### Prompt:
Pictures in the records below must be left out. Return exactly the lines from the line with "TARGET = overhead light fixture" to the line with "TARGET = jacket collar", both included.

=== Begin Enclosure ===

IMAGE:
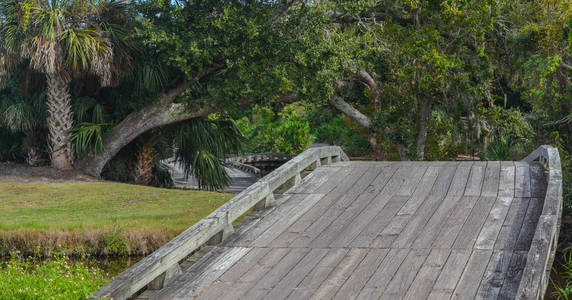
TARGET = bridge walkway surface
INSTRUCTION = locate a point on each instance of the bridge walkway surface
(369, 230)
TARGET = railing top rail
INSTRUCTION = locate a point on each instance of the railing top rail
(157, 263)
(536, 272)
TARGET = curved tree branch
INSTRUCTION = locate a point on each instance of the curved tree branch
(153, 116)
(365, 76)
(351, 112)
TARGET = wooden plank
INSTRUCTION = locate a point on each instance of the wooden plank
(383, 275)
(340, 274)
(374, 212)
(376, 227)
(454, 222)
(325, 218)
(475, 181)
(491, 179)
(536, 272)
(421, 192)
(507, 179)
(472, 227)
(233, 274)
(450, 275)
(362, 274)
(537, 180)
(494, 275)
(316, 277)
(405, 275)
(529, 225)
(286, 238)
(255, 274)
(346, 219)
(278, 271)
(522, 180)
(415, 226)
(423, 283)
(472, 275)
(285, 218)
(391, 231)
(493, 224)
(429, 232)
(510, 230)
(193, 285)
(334, 181)
(244, 237)
(460, 179)
(513, 275)
(297, 274)
(314, 180)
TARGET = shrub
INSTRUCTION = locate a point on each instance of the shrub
(286, 132)
(56, 278)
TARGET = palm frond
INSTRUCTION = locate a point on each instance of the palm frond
(88, 136)
(202, 146)
(82, 106)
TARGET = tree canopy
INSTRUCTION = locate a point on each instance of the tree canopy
(402, 79)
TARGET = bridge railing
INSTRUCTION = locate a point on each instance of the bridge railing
(536, 273)
(157, 269)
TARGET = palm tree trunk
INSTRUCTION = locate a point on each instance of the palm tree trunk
(60, 122)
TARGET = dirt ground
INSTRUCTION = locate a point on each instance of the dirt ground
(14, 172)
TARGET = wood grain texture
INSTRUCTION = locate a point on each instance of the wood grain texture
(391, 230)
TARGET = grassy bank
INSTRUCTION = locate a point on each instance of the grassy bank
(55, 278)
(96, 218)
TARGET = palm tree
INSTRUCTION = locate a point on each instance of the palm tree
(27, 115)
(62, 39)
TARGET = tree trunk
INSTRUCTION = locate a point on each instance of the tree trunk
(153, 116)
(365, 122)
(34, 156)
(423, 114)
(60, 122)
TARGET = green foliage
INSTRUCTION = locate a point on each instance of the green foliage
(87, 136)
(10, 145)
(55, 278)
(202, 145)
(562, 277)
(339, 131)
(286, 132)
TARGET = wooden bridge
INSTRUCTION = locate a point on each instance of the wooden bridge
(323, 227)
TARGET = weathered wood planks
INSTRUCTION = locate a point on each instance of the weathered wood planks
(403, 230)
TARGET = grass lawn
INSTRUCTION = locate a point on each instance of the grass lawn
(102, 214)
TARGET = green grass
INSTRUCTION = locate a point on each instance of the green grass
(102, 218)
(56, 278)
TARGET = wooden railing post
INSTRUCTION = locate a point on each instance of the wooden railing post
(158, 268)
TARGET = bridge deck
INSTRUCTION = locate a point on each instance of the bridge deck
(371, 230)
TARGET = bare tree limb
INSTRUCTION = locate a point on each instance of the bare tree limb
(365, 76)
(351, 112)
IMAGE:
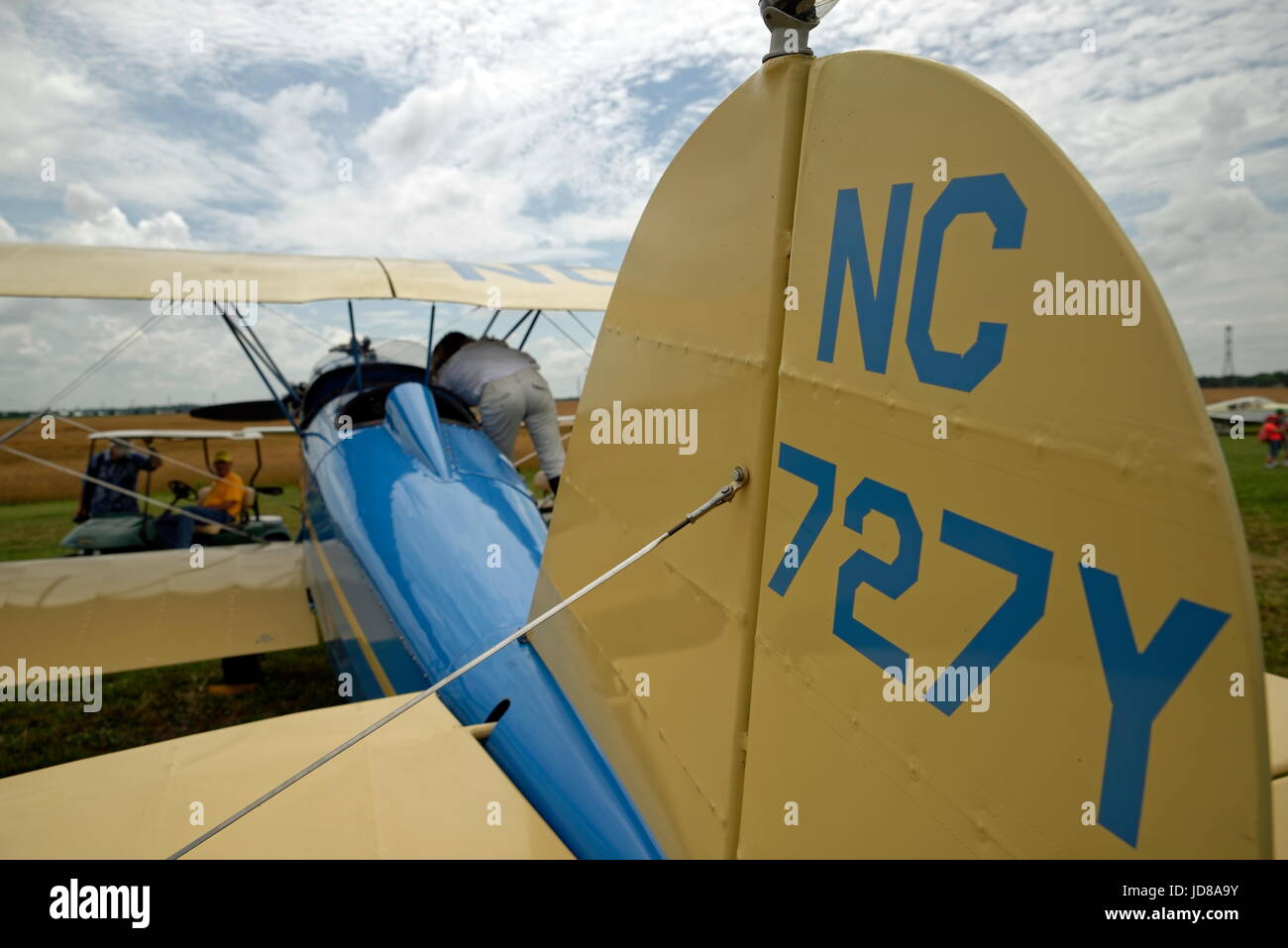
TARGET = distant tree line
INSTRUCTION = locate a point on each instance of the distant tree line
(1262, 380)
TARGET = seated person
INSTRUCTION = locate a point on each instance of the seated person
(222, 504)
(116, 466)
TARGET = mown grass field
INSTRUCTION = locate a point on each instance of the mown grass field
(156, 704)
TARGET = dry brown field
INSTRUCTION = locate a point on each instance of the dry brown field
(24, 481)
(1220, 394)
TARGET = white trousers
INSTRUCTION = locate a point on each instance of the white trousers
(523, 397)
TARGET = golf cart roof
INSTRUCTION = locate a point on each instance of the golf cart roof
(253, 433)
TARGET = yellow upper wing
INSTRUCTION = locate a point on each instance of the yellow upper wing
(147, 609)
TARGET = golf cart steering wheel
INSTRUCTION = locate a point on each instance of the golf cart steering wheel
(181, 491)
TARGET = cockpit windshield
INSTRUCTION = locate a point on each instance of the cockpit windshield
(403, 352)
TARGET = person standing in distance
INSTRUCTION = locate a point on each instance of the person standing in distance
(507, 388)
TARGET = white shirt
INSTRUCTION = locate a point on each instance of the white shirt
(477, 364)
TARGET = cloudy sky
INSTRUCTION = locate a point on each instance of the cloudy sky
(520, 133)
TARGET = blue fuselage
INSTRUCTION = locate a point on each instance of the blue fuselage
(423, 552)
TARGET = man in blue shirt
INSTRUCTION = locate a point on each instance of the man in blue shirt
(116, 466)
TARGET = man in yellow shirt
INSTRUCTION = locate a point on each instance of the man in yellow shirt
(222, 504)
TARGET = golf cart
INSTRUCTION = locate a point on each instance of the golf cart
(137, 531)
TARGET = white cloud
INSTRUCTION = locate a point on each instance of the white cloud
(516, 133)
(97, 220)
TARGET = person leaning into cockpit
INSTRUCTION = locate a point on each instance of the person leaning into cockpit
(507, 388)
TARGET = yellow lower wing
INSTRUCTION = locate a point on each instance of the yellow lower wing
(147, 609)
(419, 788)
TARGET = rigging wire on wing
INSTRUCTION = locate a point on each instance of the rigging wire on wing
(84, 376)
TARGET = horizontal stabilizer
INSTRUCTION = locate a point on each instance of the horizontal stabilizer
(266, 410)
(419, 788)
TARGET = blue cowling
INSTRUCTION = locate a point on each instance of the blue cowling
(445, 536)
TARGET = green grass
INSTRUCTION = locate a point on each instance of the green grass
(33, 531)
(151, 704)
(1262, 494)
(142, 707)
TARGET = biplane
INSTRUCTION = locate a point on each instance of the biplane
(940, 480)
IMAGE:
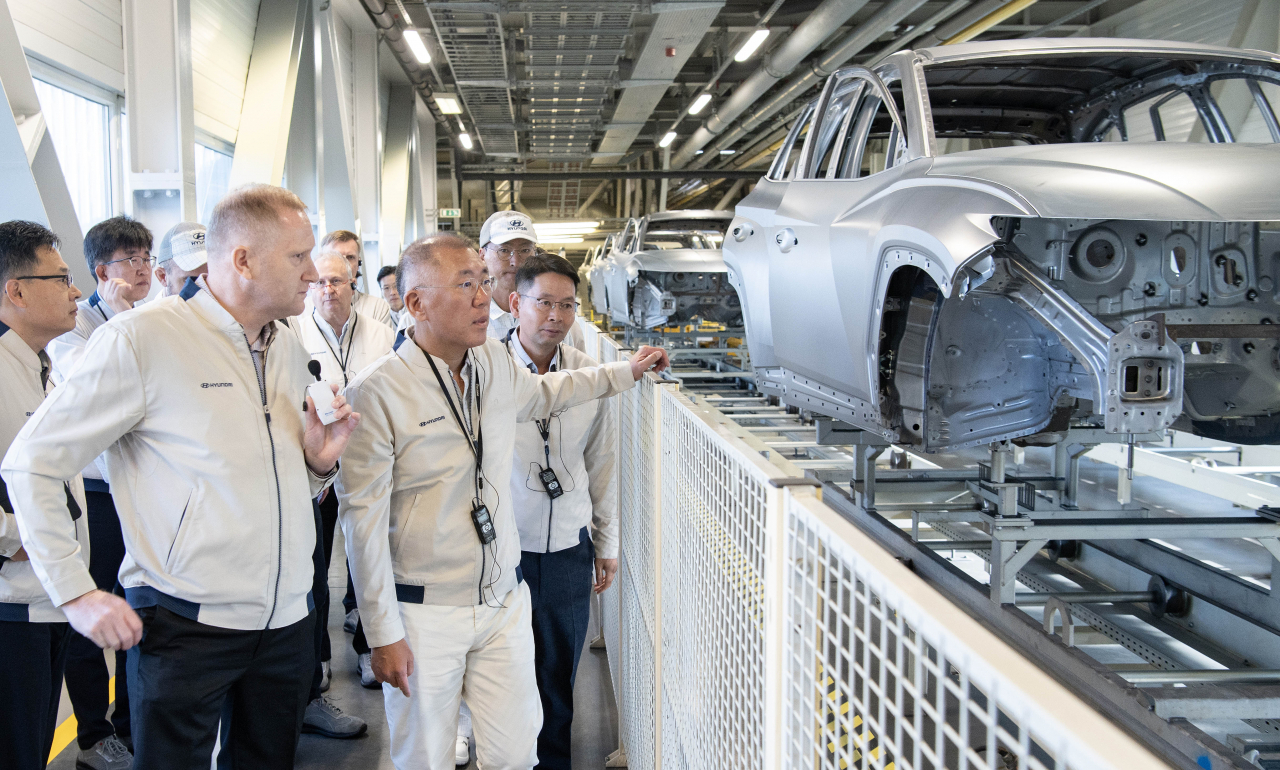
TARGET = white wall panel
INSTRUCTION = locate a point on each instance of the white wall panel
(222, 41)
(82, 36)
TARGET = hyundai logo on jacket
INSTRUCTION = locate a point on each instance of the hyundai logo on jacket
(210, 484)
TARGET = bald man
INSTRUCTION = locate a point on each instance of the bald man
(213, 457)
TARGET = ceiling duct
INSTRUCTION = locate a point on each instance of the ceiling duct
(394, 37)
(784, 59)
(886, 18)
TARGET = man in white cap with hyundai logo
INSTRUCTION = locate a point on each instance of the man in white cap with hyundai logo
(181, 256)
(507, 239)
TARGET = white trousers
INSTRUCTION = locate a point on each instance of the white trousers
(485, 654)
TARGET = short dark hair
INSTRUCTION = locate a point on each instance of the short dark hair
(542, 264)
(18, 243)
(421, 252)
(110, 234)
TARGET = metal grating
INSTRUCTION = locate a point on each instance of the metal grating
(713, 636)
(474, 45)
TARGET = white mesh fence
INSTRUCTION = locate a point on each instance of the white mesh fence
(754, 627)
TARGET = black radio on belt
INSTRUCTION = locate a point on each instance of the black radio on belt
(552, 484)
(483, 522)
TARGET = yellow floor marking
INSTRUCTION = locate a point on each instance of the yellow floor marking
(65, 732)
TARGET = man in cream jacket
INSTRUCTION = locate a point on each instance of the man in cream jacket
(213, 457)
(37, 302)
(429, 521)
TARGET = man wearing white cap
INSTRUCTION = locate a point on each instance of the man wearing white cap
(507, 239)
(181, 256)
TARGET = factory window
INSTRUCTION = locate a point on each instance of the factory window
(213, 177)
(81, 129)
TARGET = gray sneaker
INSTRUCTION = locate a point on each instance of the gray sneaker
(328, 720)
(366, 672)
(108, 754)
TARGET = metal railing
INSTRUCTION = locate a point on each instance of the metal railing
(752, 626)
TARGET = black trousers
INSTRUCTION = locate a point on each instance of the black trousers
(183, 673)
(560, 586)
(32, 656)
(327, 516)
(87, 677)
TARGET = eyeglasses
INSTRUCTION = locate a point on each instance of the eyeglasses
(136, 262)
(64, 278)
(470, 285)
(547, 305)
(506, 253)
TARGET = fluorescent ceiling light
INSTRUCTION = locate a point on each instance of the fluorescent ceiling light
(415, 44)
(750, 45)
(699, 104)
(448, 104)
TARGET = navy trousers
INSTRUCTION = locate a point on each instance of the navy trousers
(184, 673)
(86, 667)
(32, 656)
(560, 586)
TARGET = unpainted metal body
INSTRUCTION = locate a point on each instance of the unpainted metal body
(639, 284)
(1059, 274)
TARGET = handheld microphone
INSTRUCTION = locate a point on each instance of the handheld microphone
(321, 395)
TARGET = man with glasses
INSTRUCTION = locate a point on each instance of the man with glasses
(344, 342)
(428, 517)
(118, 251)
(568, 537)
(37, 303)
(181, 256)
(507, 239)
(347, 243)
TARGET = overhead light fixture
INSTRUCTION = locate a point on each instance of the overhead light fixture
(415, 44)
(750, 45)
(448, 104)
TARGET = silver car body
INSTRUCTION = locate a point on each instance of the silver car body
(950, 299)
(653, 278)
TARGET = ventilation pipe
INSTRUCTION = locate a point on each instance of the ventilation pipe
(394, 37)
(886, 18)
(784, 59)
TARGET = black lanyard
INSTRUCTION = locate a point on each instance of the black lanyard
(342, 360)
(475, 443)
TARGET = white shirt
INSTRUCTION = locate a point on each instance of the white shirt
(373, 307)
(361, 342)
(583, 449)
(22, 597)
(408, 476)
(68, 349)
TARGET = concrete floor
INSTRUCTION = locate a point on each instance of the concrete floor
(595, 725)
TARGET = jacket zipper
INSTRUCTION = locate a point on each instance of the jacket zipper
(279, 502)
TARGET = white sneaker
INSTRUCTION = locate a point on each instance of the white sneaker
(366, 672)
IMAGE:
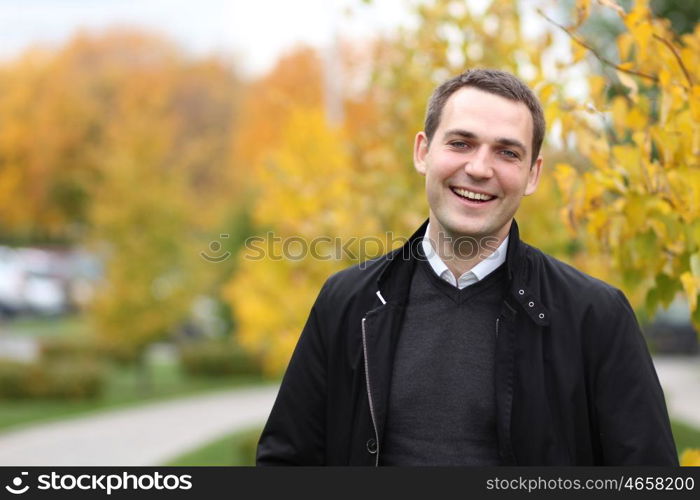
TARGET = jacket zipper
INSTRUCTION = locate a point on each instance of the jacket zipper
(369, 394)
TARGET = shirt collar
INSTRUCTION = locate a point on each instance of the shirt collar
(476, 273)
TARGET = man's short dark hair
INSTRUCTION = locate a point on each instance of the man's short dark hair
(495, 82)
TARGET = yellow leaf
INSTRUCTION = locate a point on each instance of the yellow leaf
(690, 286)
(630, 83)
(690, 457)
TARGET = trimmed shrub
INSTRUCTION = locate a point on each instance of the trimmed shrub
(87, 348)
(218, 358)
(74, 380)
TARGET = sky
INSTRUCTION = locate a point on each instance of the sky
(256, 31)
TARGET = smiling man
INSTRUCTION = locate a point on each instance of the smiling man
(467, 346)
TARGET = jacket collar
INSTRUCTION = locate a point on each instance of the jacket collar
(394, 281)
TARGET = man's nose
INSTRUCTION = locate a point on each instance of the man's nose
(479, 164)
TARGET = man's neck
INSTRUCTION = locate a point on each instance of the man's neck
(461, 253)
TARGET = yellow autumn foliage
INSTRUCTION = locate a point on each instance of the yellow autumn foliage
(637, 198)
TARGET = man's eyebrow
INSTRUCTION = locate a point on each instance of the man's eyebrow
(505, 141)
(501, 141)
(461, 133)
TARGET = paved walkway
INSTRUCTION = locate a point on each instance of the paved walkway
(153, 434)
(680, 379)
(146, 435)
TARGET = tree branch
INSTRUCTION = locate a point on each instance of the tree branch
(593, 51)
(677, 56)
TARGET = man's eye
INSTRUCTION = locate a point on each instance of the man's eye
(510, 154)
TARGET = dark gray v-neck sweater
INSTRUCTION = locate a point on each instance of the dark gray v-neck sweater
(442, 407)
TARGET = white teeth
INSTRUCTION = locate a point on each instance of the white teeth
(472, 196)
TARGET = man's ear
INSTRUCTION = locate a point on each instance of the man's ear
(533, 177)
(420, 151)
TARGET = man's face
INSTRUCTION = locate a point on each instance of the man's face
(477, 166)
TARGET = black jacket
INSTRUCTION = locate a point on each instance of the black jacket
(575, 384)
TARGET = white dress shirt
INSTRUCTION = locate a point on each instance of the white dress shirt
(476, 273)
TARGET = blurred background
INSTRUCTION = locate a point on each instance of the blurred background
(143, 143)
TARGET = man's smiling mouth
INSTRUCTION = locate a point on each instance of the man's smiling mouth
(471, 195)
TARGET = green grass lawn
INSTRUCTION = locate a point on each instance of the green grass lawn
(239, 448)
(685, 436)
(47, 327)
(124, 387)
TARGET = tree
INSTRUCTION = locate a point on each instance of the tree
(355, 179)
(635, 199)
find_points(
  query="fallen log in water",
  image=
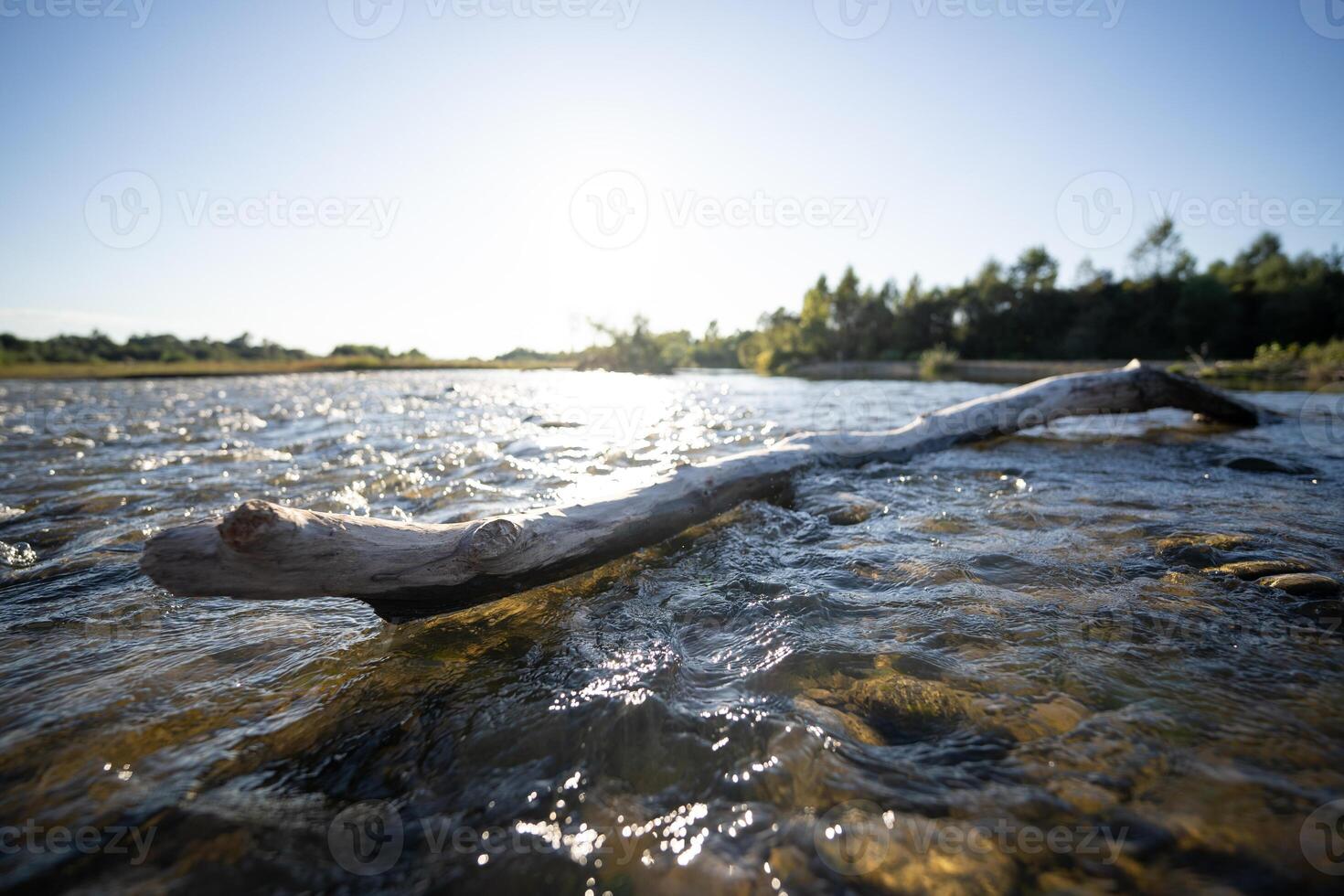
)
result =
(408, 570)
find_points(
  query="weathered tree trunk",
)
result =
(408, 570)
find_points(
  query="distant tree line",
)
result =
(1166, 309)
(100, 348)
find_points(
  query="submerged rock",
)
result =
(1303, 583)
(1265, 465)
(1260, 569)
(902, 709)
(1200, 549)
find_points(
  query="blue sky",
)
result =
(484, 175)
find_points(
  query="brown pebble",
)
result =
(1303, 583)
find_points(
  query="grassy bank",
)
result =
(165, 369)
(1315, 366)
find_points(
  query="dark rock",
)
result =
(1303, 583)
(1265, 465)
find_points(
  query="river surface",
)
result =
(995, 669)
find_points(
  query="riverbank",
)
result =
(960, 369)
(168, 369)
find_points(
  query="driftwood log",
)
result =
(411, 570)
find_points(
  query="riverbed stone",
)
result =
(1266, 465)
(1260, 569)
(1200, 549)
(1303, 583)
(905, 709)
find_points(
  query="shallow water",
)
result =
(986, 646)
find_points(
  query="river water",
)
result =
(997, 669)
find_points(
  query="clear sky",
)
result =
(436, 174)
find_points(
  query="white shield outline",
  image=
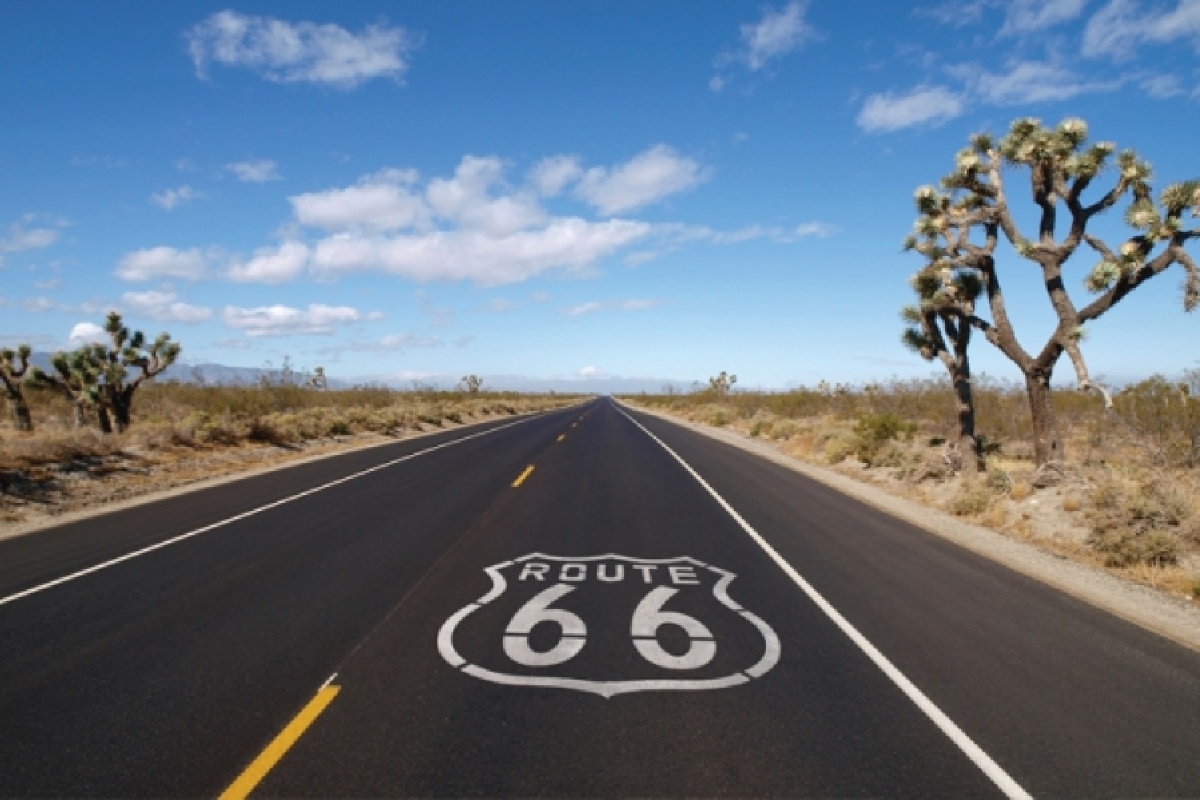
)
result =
(607, 689)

=== End Enclosure ===

### Task result:
TARGET = overhead light fixture
INSTRUCTION = locate a point on each instance of the overhead light fixture
(415, 44)
(750, 45)
(448, 104)
TARGET = silver car body
INSTRUCTION = locate a point on each instance of the silver car body
(950, 299)
(653, 278)
TARGET = ventilation pipe
INSTRUCTION = locate a point on each instance of the ventilation pipe
(394, 37)
(886, 18)
(784, 59)
TARGET = black lanyard
INSTRUCTION = locate a point on each instance of the black lanyard
(342, 360)
(475, 443)
TARGET = white shirt
INSTRUCTION = locate a point on each instance of the white shirt
(373, 307)
(361, 342)
(583, 449)
(22, 597)
(408, 476)
(68, 349)
TARGET = concrete floor
INSTRUCTION = locate a point on each instance of the concrete floor
(595, 725)
TARGET = jacket zipper
INSTRUCTION = locate a point on each instance of the jacket zipper
(279, 502)
TARGET = white sneaker
INSTRUCTION = locate a point on each instance of the white sneaker
(366, 672)
IMAGE:
TARGET = jacket zipper
INSTRUCTION = locate a point on each instance of the jacket zipper
(369, 394)
TARGET = shirt collar
INSTRUCTION = locate a point on each instance of the shirt collar
(476, 273)
TARGET = man's short dark hair
INSTRUCTION = locate a point on each instance of the man's short dark hair
(495, 82)
TARGET = yellow leaf
INSTRUCTION = locate a point on each instance of the yellow leaf
(690, 286)
(630, 83)
(690, 457)
TARGET = trimmed shrub
INSTRUCTION = locate a point on each instance of the trimmed shrub
(87, 348)
(218, 358)
(74, 380)
TARGET = sky
INSTRUCTION = locate a point on each instance of the sky
(256, 31)
TARGET = smiling man
INSTRUCTION = locate a point on each instance of the smiling man
(467, 346)
TARGET = jacket collar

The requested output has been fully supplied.